> _Records of labeled points_:
⁂

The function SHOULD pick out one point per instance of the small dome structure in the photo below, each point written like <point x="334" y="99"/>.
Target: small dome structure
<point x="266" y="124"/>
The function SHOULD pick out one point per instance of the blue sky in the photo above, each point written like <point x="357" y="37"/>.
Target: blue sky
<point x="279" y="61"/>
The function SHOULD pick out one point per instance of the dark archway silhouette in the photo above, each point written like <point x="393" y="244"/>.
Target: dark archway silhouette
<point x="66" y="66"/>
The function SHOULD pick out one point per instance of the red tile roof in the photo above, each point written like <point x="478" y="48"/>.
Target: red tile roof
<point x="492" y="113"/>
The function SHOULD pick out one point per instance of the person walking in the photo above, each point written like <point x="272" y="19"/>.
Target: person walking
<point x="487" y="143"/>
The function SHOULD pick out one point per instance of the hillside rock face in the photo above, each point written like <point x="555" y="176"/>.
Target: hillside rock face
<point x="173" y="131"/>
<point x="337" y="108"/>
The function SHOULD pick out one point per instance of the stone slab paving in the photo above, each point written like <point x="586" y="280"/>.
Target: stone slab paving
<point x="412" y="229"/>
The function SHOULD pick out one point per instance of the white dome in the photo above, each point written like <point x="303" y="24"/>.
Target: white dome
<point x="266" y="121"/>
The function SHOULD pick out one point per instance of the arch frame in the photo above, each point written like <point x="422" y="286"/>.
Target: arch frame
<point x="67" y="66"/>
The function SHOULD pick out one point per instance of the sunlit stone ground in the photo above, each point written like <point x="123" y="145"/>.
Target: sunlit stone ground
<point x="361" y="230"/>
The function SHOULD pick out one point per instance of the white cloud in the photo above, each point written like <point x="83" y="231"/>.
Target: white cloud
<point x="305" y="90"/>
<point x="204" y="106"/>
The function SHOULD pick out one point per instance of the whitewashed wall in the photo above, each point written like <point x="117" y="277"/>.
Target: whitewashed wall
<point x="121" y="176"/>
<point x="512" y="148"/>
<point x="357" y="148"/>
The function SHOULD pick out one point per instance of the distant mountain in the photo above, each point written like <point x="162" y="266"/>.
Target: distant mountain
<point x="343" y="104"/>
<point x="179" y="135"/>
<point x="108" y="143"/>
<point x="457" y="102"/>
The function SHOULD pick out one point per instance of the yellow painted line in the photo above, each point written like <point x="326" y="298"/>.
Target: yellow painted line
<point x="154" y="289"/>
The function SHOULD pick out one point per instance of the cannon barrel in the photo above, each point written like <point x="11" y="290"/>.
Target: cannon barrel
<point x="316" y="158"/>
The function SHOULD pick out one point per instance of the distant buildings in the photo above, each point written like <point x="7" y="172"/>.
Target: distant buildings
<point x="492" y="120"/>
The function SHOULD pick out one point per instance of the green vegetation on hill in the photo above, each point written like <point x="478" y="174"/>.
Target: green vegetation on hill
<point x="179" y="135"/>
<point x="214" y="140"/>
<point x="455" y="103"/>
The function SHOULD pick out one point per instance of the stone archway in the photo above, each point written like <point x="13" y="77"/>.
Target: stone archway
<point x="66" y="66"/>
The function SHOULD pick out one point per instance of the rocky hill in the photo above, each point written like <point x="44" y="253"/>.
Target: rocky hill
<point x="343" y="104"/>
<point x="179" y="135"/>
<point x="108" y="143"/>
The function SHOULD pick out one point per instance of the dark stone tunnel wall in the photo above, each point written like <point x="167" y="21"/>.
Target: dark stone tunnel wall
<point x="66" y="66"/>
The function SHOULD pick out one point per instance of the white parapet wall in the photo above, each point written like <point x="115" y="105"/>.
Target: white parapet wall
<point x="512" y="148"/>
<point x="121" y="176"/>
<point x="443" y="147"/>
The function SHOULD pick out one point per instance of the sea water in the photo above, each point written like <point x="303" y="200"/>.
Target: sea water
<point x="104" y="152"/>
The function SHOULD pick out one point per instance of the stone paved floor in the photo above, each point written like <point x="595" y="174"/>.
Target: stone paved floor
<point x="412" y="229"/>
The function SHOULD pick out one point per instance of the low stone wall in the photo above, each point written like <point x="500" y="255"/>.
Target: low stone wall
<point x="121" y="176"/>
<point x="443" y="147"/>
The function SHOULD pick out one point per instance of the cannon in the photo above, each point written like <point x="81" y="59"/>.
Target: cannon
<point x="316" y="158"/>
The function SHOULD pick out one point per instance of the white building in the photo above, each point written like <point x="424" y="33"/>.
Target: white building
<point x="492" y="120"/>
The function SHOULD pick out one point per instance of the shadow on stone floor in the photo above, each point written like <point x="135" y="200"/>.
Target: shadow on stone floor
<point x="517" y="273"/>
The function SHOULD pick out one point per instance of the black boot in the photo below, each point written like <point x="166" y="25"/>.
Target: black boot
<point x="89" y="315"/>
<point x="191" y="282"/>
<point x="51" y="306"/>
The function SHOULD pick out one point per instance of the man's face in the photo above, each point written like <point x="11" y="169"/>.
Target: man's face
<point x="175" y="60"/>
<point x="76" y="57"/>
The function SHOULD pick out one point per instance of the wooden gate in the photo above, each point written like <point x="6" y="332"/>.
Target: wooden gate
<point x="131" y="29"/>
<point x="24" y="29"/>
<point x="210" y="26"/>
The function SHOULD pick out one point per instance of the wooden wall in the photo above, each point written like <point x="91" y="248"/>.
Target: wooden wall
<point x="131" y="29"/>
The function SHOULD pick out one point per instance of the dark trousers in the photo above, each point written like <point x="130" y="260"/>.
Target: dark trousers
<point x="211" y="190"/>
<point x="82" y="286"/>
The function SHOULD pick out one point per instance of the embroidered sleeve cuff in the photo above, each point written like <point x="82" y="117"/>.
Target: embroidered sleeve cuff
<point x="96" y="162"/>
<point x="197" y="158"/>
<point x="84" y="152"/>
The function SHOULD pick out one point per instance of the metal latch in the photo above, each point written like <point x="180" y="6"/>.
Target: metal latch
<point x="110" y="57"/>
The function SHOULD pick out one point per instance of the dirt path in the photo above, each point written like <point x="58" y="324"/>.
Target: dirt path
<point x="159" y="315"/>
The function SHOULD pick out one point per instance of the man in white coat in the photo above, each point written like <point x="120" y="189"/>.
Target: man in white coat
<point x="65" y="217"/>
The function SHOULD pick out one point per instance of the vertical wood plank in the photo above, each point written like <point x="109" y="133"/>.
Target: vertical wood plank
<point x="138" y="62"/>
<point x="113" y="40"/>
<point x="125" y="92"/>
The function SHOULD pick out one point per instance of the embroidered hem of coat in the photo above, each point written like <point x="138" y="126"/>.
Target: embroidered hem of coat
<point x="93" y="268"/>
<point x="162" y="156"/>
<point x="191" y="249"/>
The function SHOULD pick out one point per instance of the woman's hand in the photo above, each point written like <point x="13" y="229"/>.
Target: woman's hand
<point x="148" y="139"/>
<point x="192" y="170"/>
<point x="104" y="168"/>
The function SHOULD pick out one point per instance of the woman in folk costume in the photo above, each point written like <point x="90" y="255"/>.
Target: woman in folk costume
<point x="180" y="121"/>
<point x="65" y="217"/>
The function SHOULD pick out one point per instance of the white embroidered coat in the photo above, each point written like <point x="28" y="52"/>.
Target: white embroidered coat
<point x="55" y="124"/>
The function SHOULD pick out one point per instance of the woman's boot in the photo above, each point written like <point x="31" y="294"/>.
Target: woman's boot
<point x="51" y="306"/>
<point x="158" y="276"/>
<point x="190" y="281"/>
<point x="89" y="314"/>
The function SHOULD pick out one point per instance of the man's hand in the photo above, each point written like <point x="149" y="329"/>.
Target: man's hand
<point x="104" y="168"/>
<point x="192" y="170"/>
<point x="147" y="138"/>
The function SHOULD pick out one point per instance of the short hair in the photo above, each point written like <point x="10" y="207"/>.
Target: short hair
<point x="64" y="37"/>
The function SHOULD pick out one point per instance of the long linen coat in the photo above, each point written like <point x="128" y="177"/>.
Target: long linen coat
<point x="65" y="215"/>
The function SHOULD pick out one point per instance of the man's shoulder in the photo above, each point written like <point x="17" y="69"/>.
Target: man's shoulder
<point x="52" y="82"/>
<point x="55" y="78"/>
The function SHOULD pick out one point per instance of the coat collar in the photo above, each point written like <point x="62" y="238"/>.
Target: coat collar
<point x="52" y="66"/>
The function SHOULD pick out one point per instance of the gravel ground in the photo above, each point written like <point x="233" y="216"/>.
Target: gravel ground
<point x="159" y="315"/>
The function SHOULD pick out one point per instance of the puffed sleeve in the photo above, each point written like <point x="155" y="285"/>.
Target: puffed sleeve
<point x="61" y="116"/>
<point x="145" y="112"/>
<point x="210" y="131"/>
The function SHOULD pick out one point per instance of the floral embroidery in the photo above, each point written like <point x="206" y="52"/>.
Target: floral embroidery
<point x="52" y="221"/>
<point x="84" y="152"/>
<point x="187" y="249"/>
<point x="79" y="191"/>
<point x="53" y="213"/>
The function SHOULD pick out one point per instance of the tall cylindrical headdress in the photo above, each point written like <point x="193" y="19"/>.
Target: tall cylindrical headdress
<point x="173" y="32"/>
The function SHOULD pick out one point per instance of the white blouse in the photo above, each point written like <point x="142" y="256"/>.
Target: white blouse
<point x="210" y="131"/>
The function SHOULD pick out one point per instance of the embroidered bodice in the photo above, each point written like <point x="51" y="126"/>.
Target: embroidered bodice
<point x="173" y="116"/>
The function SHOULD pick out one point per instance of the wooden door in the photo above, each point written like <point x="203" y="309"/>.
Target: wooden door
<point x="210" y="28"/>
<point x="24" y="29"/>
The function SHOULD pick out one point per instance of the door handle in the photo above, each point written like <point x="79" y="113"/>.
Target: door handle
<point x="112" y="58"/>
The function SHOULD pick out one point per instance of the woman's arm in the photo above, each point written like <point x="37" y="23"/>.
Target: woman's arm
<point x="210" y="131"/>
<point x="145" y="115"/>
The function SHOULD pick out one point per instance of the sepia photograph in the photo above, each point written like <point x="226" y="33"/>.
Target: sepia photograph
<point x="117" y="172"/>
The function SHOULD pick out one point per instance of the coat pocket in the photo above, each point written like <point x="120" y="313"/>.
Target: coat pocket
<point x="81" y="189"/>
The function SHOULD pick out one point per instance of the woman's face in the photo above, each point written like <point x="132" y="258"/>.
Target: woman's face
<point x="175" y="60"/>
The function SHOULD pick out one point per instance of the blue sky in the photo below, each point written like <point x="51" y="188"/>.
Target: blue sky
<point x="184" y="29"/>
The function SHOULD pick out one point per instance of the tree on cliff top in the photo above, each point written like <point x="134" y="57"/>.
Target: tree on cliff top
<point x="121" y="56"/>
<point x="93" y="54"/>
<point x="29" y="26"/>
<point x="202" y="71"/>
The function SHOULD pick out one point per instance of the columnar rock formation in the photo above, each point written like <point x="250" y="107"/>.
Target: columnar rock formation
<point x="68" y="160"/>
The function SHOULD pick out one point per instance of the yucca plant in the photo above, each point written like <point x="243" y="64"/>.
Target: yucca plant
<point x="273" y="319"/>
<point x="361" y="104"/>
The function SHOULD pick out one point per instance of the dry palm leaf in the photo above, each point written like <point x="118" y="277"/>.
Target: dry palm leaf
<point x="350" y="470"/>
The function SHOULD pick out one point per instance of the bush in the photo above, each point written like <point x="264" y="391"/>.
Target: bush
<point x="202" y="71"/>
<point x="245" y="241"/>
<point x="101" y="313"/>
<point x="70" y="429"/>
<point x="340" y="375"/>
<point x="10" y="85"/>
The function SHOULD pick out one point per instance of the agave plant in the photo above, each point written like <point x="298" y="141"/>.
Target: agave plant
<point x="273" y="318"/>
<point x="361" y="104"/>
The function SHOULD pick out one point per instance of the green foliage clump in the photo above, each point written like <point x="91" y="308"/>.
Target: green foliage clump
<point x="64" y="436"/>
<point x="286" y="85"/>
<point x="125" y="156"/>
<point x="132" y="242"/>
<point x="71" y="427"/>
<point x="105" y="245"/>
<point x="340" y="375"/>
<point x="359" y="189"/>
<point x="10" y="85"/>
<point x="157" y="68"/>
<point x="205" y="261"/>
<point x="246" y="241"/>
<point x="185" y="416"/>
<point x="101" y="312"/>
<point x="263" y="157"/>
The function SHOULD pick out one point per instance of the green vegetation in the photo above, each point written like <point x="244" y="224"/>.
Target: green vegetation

⁂

> _Work to do_: The lines to quote run from the one containing "green vegetation in" through the final line of the material above; please give them exactly, both ends included, and nothing else.

> _Expected output_:
The function SHOULD pick out one point per instance of the green vegetation in the photo above, each point written like <point x="244" y="224"/>.
Target: green vegetation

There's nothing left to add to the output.